TASK TO COMPLETE — Rewrite all of the data below in full, with its wording, and rescale every x and y coordinate in the answers by 1.15, rounding to whole numbers with halves going up. Leave the sample coordinates in the wording unchanged, and leave the pictures out.

EXERCISE MATERIAL —

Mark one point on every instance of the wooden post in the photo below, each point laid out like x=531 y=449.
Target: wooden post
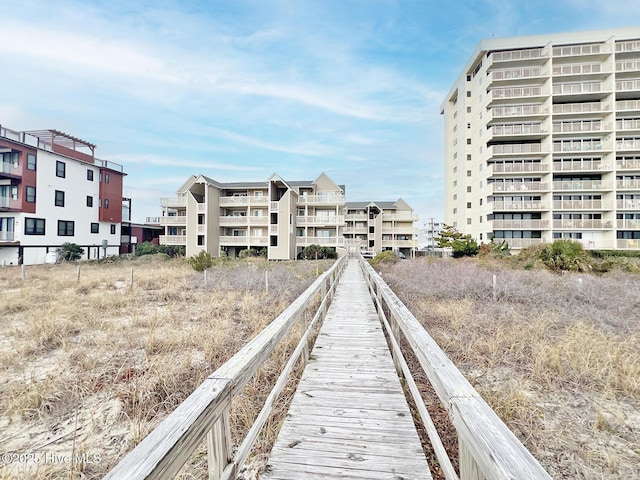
x=468 y=467
x=219 y=446
x=494 y=288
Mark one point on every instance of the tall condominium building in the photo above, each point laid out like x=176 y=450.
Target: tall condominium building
x=53 y=190
x=542 y=140
x=281 y=217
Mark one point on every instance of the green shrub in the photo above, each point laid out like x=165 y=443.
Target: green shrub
x=70 y=252
x=565 y=255
x=201 y=261
x=316 y=252
x=388 y=256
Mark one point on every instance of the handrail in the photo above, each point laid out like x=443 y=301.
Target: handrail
x=487 y=448
x=205 y=413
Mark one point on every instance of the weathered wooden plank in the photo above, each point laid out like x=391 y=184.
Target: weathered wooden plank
x=496 y=450
x=349 y=417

TASK SOLUTION —
Mark one point on every instance of the wooden post in the photo below, each point laid out like x=531 y=449.
Target: wooden post
x=538 y=537
x=252 y=513
x=568 y=331
Mark one point on every instance of the tall condominium building in the photo above, each point laid out like x=176 y=450.
Target: tall condominium building
x=61 y=219
x=623 y=161
x=323 y=250
Mark one point on every instance of the green shrub in the photo above, each point laid out like x=165 y=443.
Target: green shrub
x=81 y=290
x=650 y=293
x=231 y=300
x=363 y=290
x=446 y=294
Mark one point on every instance of the handrail in the photo above, each point laid out like x=443 y=301.
Target: handrail
x=560 y=515
x=236 y=475
Mark one point on every instance of the weathered wooden plank in the photo above, each point laid out like x=391 y=184.
Target: weathered wooden plank
x=570 y=518
x=401 y=480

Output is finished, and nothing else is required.